Region outline entries:

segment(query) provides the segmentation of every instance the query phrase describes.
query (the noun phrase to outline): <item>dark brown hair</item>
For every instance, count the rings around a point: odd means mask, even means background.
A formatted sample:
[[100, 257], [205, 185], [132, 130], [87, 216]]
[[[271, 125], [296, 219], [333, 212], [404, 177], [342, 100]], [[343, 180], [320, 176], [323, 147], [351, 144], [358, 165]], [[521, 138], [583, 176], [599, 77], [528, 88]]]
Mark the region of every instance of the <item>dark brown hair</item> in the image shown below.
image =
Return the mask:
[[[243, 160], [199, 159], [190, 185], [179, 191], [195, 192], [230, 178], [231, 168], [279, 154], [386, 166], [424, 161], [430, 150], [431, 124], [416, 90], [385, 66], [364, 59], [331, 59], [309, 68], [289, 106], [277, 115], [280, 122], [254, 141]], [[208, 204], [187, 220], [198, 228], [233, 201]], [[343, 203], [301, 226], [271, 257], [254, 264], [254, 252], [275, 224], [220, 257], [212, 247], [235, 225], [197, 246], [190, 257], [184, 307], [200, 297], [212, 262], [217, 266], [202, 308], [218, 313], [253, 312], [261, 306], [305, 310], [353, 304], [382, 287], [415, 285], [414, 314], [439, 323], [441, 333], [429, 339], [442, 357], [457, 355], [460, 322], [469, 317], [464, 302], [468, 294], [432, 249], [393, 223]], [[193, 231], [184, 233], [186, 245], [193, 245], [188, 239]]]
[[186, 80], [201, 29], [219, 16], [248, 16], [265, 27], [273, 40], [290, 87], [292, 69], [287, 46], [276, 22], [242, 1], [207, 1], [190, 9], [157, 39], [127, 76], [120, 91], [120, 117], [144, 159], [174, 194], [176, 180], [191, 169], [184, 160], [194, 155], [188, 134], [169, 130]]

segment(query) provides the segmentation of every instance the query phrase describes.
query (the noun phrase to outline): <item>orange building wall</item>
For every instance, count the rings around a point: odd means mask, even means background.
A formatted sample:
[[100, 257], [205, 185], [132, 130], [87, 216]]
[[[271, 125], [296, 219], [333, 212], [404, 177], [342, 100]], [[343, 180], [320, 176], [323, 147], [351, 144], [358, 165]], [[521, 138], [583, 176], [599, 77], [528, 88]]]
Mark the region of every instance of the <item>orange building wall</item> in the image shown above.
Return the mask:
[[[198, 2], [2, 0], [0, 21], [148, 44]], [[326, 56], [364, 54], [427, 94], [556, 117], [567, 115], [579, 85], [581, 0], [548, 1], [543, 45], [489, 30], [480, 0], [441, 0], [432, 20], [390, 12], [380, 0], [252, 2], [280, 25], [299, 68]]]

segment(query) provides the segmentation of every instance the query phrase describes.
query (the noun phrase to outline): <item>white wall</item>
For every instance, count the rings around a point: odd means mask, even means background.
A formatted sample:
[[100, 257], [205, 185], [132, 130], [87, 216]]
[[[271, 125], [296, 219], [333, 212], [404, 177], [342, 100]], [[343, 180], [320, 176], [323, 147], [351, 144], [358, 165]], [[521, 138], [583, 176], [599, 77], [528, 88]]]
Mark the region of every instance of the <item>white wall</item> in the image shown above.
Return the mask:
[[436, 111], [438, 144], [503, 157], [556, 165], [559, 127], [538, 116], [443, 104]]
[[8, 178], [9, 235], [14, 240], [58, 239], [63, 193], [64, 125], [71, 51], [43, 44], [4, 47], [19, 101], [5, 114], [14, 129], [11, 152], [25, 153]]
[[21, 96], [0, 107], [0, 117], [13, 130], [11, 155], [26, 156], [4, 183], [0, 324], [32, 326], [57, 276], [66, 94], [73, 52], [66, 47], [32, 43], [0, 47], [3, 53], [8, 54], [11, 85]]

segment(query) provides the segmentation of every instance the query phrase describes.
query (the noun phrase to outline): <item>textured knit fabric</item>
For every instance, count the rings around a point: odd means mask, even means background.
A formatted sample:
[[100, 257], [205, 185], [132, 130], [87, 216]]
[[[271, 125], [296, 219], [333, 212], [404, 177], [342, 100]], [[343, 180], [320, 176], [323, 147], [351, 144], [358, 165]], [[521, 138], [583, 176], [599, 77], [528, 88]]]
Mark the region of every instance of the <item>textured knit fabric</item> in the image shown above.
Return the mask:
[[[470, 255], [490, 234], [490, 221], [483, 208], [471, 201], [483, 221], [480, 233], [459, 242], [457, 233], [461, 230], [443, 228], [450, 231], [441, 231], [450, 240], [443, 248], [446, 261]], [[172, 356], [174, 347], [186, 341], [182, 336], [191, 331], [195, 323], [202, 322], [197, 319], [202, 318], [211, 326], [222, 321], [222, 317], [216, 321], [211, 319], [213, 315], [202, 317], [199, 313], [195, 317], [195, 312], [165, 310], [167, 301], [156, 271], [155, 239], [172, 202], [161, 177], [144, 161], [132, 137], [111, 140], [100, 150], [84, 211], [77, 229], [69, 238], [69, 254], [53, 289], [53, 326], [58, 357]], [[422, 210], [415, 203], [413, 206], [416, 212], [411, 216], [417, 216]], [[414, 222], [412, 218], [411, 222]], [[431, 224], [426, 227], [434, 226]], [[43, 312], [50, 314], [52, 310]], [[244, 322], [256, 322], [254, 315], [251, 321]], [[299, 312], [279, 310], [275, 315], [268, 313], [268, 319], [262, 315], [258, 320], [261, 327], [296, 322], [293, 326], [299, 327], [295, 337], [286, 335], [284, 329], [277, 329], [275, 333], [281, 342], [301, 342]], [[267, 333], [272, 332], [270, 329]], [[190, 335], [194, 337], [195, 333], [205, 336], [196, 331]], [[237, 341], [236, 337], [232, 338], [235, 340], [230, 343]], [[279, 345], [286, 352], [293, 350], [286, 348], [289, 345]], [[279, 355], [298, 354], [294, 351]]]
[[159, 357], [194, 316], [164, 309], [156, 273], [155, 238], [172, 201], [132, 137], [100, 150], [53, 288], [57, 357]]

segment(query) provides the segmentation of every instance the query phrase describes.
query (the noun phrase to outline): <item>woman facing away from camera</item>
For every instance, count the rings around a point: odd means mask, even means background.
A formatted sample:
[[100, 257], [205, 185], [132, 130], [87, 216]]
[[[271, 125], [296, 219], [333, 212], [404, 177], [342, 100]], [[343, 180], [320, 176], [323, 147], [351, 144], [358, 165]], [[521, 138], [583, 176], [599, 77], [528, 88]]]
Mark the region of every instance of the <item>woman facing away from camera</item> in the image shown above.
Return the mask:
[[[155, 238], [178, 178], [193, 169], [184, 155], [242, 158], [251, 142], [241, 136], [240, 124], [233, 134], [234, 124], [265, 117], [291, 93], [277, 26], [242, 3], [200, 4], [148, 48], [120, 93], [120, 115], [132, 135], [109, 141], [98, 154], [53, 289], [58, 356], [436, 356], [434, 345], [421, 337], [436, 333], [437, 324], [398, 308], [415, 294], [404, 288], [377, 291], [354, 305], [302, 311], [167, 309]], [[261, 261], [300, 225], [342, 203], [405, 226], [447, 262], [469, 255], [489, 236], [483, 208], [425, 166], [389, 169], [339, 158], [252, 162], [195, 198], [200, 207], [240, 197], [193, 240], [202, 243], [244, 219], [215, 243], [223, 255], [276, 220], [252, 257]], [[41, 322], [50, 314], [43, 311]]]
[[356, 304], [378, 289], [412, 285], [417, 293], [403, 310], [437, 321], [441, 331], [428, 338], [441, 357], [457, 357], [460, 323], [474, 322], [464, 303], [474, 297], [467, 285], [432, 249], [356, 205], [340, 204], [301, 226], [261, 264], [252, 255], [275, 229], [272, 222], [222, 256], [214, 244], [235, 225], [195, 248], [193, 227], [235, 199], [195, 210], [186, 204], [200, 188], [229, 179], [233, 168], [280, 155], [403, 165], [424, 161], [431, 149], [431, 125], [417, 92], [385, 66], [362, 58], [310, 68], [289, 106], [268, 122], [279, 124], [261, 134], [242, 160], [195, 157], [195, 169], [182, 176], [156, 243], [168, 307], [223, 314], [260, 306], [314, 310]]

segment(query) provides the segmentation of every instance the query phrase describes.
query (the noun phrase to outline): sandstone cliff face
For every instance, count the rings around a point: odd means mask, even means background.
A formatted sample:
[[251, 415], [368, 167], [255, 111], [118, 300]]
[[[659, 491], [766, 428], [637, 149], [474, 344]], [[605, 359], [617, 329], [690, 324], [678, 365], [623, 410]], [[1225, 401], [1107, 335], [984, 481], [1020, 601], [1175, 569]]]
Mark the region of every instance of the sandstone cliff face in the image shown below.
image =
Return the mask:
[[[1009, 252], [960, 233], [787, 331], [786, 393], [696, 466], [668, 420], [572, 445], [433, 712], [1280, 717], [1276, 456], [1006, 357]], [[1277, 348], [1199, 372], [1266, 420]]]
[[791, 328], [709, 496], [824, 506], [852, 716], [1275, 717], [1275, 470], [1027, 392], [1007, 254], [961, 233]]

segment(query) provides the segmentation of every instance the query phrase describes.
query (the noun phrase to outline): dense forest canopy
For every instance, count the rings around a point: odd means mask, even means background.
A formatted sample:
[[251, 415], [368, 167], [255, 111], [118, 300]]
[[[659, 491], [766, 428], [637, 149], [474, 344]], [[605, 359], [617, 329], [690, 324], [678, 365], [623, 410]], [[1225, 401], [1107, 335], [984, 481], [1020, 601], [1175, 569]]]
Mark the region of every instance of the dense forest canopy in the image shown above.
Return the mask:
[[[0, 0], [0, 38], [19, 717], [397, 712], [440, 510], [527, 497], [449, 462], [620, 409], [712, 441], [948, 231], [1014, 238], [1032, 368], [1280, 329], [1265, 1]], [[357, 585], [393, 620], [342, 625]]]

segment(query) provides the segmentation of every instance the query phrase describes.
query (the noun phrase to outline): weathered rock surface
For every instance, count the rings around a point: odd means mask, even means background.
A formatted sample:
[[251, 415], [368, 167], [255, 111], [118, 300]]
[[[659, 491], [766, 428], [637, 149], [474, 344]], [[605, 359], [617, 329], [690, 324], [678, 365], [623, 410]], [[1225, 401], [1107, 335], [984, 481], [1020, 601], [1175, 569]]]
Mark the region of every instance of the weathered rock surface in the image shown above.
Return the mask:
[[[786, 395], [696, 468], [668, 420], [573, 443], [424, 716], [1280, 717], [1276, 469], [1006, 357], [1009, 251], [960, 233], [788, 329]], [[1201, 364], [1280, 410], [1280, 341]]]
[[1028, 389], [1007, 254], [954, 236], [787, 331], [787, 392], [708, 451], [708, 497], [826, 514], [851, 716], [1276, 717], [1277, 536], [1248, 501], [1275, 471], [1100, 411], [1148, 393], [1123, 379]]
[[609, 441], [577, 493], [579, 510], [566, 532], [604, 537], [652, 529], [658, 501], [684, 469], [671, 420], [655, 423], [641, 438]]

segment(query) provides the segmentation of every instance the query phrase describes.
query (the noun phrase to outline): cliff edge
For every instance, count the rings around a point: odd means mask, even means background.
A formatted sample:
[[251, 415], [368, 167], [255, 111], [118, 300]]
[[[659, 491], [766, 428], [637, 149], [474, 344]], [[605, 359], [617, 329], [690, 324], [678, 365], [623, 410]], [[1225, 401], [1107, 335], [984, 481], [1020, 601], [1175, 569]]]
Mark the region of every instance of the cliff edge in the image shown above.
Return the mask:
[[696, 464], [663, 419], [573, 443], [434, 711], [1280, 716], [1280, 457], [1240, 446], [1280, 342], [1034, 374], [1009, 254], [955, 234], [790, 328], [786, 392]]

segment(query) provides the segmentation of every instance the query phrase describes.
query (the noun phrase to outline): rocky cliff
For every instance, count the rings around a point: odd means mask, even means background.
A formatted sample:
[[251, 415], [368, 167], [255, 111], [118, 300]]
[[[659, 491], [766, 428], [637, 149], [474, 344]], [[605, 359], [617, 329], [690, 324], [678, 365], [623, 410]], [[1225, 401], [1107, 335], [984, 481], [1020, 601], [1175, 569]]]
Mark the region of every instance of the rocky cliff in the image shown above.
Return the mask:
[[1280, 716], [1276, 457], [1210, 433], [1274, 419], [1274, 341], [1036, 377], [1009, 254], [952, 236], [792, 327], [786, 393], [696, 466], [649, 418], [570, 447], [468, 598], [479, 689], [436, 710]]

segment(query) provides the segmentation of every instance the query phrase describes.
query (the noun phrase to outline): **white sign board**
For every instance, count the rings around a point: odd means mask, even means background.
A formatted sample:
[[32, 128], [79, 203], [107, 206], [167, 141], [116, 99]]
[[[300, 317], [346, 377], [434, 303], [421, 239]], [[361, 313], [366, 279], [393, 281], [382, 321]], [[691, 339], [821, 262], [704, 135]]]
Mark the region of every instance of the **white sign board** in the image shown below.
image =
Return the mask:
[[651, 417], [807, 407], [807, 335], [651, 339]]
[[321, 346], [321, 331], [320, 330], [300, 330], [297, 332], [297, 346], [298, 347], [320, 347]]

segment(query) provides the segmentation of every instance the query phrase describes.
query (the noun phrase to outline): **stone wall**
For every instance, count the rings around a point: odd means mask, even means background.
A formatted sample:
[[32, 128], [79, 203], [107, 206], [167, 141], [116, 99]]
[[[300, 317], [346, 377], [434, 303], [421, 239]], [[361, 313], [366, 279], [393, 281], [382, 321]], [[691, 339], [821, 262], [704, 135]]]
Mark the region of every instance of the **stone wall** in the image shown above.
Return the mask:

# [What the exercise asks]
Gather every line of the material above that contains the string "orange", and treat case as significant.

# [Result]
query (the noun phrase to outline): <item>orange building wall</item>
Mark the region of every instance of the <item>orange building wall</item> in the image shown above.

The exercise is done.